**PEDIDO ESCRITO**
Transcreva sem nenhuma alteração as linhas dos itens abaixo que vão da linha que contém "See the UI screenshot above and locate the bollard." até a linha que contém "484 361 532 379", incluindo as duas.

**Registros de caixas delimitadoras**

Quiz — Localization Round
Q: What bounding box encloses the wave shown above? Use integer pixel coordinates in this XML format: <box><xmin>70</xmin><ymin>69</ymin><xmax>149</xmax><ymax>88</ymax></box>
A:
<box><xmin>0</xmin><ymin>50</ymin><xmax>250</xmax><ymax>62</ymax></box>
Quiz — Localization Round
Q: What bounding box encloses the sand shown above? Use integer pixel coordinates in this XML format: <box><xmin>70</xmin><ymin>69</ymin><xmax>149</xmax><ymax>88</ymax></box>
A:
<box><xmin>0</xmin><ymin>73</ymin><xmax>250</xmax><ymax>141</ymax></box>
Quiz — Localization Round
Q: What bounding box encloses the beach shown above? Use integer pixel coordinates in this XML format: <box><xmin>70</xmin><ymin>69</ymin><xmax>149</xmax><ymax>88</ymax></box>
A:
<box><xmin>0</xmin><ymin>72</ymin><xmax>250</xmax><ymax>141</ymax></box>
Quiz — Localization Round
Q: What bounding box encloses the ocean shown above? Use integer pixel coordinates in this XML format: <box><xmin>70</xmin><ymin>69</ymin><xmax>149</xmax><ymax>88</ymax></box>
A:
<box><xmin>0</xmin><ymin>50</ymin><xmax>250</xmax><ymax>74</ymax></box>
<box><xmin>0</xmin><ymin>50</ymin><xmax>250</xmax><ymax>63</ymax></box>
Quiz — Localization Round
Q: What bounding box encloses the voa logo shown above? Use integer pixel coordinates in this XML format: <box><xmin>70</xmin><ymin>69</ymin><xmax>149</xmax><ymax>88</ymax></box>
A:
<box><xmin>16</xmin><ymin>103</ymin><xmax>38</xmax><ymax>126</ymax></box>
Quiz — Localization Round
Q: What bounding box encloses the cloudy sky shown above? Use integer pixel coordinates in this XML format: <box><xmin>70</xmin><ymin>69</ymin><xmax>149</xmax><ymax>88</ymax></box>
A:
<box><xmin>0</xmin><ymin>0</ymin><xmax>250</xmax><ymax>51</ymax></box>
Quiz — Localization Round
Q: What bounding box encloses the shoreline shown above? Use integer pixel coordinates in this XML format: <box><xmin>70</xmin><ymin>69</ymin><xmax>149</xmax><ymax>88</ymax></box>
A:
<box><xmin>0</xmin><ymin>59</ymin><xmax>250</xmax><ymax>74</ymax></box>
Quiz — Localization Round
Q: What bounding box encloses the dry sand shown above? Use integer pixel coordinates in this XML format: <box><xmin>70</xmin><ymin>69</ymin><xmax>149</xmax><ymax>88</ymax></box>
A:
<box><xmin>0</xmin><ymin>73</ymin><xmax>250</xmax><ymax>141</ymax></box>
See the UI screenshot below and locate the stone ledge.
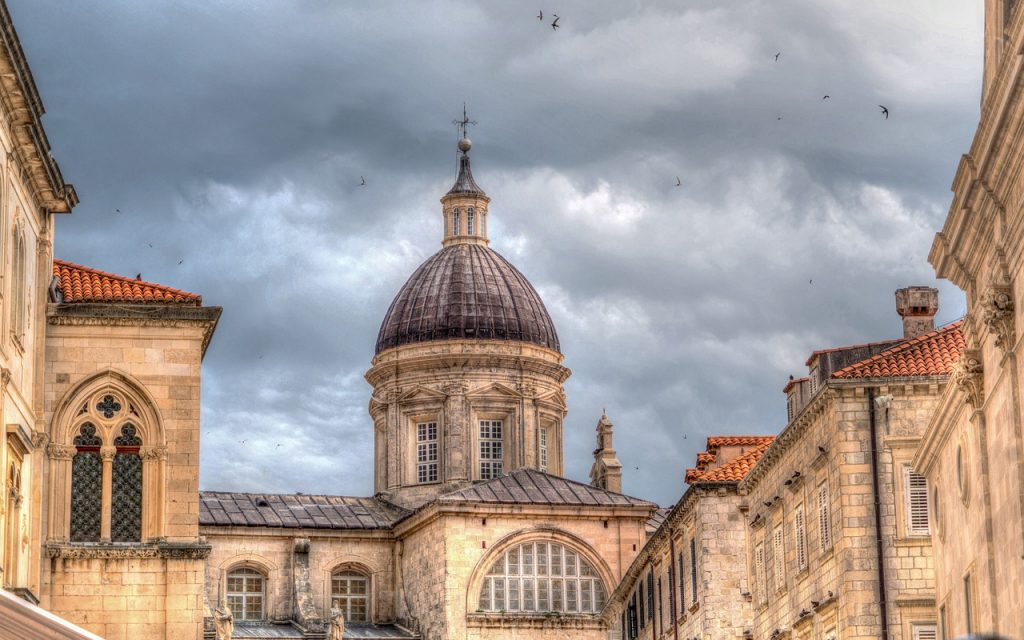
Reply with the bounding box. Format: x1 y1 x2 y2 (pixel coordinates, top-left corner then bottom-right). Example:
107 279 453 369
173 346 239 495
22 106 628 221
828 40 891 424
466 612 606 631
46 543 212 560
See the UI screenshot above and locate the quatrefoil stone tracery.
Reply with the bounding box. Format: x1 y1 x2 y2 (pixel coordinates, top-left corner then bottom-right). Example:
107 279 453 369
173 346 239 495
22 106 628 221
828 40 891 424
96 395 121 419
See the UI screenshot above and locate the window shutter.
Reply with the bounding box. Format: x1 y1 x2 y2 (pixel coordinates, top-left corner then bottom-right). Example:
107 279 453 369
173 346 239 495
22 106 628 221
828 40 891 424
772 524 785 591
904 467 931 536
793 505 807 571
754 543 768 603
818 480 831 551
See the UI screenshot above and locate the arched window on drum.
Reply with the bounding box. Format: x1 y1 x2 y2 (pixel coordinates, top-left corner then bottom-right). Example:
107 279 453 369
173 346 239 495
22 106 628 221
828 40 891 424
479 542 605 613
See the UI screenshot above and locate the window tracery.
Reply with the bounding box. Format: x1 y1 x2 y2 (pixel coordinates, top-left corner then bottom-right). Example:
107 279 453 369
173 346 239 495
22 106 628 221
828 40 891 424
479 541 606 613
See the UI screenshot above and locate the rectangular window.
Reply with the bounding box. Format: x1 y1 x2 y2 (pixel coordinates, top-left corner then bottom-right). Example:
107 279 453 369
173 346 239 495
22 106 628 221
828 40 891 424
657 578 665 633
964 573 974 635
537 427 548 471
679 551 686 612
647 571 654 623
818 480 831 552
793 504 807 571
416 422 437 482
771 524 785 591
754 543 768 604
669 556 676 623
690 538 697 604
903 465 931 536
912 625 939 640
480 420 504 480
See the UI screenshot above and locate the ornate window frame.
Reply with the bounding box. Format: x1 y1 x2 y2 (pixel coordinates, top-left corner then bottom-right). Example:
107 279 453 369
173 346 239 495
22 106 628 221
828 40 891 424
466 526 617 624
324 560 377 623
46 370 167 544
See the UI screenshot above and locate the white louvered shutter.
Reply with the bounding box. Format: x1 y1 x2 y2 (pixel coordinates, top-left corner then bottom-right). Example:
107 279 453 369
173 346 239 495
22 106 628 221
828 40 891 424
818 480 831 551
904 467 931 536
793 505 807 571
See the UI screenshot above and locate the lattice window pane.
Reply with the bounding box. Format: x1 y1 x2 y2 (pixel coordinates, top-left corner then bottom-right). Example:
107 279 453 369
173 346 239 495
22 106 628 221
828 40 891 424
71 448 103 542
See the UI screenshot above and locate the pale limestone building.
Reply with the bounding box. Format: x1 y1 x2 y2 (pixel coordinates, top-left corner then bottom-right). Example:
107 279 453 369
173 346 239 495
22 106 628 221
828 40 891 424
914 0 1024 638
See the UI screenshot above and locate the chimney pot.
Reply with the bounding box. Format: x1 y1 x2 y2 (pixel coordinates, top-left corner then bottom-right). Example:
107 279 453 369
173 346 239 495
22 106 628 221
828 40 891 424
896 287 939 339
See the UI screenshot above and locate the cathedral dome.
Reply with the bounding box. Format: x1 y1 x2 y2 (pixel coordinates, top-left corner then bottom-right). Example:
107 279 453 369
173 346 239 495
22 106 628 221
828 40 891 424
376 243 558 353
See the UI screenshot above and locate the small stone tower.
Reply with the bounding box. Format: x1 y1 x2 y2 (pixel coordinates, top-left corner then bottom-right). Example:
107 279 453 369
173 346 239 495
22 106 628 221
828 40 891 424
590 412 623 494
896 287 939 339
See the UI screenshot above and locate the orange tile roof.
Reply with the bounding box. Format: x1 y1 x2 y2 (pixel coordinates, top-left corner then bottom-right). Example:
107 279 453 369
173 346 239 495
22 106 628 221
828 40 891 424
708 435 775 453
686 435 775 484
833 321 965 380
53 260 203 306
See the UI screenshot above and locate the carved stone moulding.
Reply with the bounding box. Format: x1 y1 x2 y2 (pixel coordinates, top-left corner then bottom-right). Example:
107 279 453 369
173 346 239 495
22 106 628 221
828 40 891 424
46 543 212 560
949 349 985 410
978 285 1017 353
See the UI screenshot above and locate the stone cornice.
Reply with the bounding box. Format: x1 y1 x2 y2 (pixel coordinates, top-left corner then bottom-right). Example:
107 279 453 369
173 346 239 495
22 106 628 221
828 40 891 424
46 302 222 355
46 542 212 560
0 3 78 213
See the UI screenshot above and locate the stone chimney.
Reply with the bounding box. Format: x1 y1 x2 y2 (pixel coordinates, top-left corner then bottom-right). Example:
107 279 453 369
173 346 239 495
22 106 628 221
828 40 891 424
590 412 623 494
896 287 939 338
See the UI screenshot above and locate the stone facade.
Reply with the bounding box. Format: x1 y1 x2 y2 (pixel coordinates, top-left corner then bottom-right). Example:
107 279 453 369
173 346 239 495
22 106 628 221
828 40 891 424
914 0 1024 638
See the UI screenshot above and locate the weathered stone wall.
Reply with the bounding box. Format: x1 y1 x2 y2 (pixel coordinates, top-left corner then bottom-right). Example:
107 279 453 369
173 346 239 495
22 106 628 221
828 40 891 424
203 526 396 623
744 381 941 640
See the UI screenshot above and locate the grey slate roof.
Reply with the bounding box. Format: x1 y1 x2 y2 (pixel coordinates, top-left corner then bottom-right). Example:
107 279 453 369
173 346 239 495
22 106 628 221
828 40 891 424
199 492 409 529
437 469 654 507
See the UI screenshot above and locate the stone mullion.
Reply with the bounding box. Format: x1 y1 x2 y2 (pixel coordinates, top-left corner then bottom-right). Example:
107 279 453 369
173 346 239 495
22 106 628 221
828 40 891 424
99 445 118 543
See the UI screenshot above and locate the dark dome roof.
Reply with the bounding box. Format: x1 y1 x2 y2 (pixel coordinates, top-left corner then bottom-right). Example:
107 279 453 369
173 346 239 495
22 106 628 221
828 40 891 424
376 244 558 353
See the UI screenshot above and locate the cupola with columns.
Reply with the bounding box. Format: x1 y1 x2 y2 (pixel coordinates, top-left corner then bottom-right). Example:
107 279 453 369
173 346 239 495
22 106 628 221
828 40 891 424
367 114 571 507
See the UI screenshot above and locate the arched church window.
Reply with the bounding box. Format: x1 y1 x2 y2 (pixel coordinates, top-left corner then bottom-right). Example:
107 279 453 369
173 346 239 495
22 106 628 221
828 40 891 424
331 570 370 623
479 542 605 613
226 566 266 622
108 421 142 543
71 423 103 542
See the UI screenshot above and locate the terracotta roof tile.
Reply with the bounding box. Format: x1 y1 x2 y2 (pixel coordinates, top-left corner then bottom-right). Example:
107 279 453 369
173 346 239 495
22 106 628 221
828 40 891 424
199 492 409 529
686 435 775 484
437 469 654 507
53 260 203 306
833 321 965 380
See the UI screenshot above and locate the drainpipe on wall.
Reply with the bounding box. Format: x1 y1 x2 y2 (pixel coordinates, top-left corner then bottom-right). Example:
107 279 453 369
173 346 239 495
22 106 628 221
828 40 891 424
867 387 889 640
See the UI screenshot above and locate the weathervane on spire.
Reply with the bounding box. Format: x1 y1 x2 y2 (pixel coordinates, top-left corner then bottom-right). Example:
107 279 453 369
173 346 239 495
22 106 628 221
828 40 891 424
452 102 476 151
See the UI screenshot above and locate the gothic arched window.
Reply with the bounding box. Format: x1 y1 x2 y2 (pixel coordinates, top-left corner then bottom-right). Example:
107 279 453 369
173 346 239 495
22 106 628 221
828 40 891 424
226 566 266 622
111 424 142 543
480 542 605 613
71 422 103 542
331 569 370 623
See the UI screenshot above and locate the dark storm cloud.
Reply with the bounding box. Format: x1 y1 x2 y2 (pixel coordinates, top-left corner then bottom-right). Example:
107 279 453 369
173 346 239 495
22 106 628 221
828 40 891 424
11 0 981 504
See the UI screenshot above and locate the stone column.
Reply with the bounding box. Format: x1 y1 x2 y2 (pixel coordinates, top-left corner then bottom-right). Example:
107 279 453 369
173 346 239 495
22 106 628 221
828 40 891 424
99 444 118 543
46 442 75 542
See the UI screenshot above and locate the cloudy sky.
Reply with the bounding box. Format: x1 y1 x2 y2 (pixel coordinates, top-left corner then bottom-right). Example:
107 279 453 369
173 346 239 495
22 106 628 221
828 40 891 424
9 0 982 504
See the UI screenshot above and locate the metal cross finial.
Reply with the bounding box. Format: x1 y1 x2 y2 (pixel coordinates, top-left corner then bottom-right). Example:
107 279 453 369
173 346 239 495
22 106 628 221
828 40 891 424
452 102 476 138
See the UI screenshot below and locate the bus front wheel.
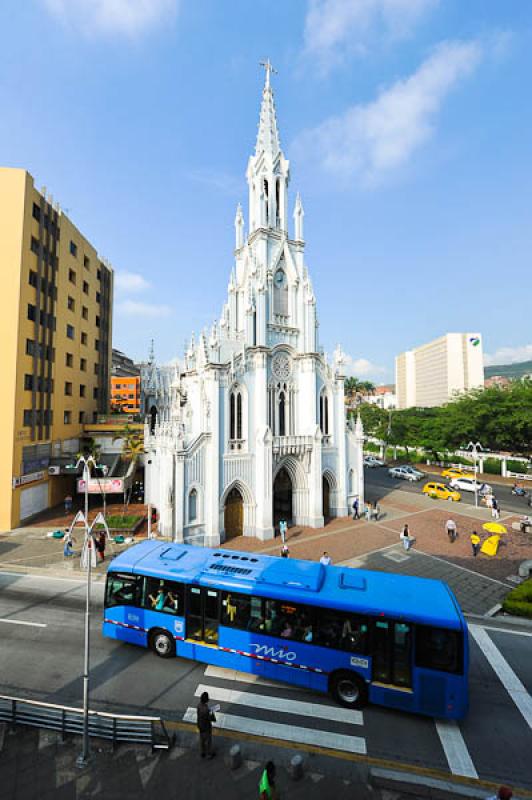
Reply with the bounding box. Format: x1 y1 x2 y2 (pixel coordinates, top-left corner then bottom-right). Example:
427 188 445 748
150 631 175 658
331 670 368 708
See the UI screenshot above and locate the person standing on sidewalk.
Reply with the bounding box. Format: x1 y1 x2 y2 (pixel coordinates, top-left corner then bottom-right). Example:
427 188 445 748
445 519 458 544
469 531 480 558
259 761 279 800
197 692 216 759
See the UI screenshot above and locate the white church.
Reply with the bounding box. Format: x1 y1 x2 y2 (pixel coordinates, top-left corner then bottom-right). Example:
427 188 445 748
145 62 364 546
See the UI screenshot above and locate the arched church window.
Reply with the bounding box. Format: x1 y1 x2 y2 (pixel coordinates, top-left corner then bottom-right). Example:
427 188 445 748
279 392 286 436
188 489 198 522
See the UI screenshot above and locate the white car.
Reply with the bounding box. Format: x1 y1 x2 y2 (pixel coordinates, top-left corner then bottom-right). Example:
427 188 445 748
449 478 492 495
388 467 423 481
364 456 386 467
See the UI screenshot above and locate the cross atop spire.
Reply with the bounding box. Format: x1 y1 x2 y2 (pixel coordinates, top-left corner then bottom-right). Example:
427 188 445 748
255 59 281 158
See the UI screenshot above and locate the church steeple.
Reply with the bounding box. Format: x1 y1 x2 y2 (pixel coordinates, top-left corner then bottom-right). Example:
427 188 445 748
247 59 290 234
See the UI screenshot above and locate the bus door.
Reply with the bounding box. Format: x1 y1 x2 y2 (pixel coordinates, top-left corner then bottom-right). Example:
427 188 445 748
186 586 220 644
372 619 412 689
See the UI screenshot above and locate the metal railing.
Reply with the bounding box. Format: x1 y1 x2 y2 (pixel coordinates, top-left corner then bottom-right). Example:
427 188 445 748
0 695 171 750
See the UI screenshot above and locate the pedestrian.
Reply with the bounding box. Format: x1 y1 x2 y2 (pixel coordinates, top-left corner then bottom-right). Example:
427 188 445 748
63 528 74 558
487 786 513 800
445 519 458 544
259 761 278 800
197 692 216 759
65 494 72 514
97 531 107 561
469 531 480 558
399 525 416 550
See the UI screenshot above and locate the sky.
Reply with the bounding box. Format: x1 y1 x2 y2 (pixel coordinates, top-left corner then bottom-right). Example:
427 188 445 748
0 0 532 383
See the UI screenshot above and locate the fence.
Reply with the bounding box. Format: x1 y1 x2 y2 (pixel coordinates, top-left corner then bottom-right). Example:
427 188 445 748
0 695 171 750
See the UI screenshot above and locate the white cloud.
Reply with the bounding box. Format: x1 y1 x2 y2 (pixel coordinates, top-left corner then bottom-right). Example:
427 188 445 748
344 355 386 379
295 41 483 184
116 300 172 318
43 0 179 37
115 270 150 293
484 344 532 367
304 0 438 71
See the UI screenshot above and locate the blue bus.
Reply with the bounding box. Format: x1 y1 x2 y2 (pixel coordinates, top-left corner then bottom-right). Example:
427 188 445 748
103 540 469 719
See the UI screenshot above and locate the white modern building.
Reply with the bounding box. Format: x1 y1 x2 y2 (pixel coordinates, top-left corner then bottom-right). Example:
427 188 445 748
145 64 364 545
395 333 484 408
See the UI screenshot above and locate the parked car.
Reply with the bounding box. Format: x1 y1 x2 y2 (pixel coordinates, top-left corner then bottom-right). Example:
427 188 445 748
441 467 467 478
449 478 493 495
388 467 423 481
423 481 462 503
364 456 386 468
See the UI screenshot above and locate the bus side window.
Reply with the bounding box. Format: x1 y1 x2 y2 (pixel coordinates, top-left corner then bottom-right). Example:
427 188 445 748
105 572 142 607
416 625 462 673
143 578 184 615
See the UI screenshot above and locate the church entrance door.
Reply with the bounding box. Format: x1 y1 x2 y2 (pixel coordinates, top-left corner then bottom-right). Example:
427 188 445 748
273 467 292 527
321 475 331 522
224 487 244 540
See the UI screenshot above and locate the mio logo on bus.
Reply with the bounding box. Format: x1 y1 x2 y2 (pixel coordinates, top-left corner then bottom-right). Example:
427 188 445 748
250 642 297 661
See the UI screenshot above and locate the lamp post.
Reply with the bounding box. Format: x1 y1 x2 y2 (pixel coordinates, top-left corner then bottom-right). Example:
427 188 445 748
466 442 482 508
76 456 96 769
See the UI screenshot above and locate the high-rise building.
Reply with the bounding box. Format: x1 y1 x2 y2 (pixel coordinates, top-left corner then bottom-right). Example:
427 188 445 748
0 168 113 530
395 333 484 408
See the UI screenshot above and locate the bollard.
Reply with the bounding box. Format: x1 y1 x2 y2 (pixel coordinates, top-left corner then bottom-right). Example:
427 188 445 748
290 756 303 781
228 744 242 769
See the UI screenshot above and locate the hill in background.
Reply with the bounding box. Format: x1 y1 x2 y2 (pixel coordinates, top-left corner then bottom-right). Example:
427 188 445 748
484 361 532 379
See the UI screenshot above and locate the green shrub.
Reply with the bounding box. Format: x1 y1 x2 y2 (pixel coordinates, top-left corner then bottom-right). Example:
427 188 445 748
484 458 501 475
502 578 532 619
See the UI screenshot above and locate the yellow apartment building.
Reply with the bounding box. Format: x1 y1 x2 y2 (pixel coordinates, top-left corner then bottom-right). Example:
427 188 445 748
0 168 113 531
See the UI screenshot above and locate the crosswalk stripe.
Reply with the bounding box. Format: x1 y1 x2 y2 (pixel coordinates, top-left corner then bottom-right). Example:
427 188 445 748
469 625 532 729
204 666 301 692
183 708 367 755
195 683 364 725
435 720 478 778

**RESULTADO**
See the UI screenshot above and locate the bollard.
Reply with the bounding box. Format: x1 y1 x2 y2 (pixel coordinates, top-left corner then bottom-right). Example:
427 188 445 748
290 756 303 781
228 744 242 769
See the UI screenshot above and locate the hill in background.
Reply with the bounding box. Format: x1 y1 x2 y2 (pixel coordinates, top-left corner then bottom-right). Example:
427 188 445 748
484 361 532 379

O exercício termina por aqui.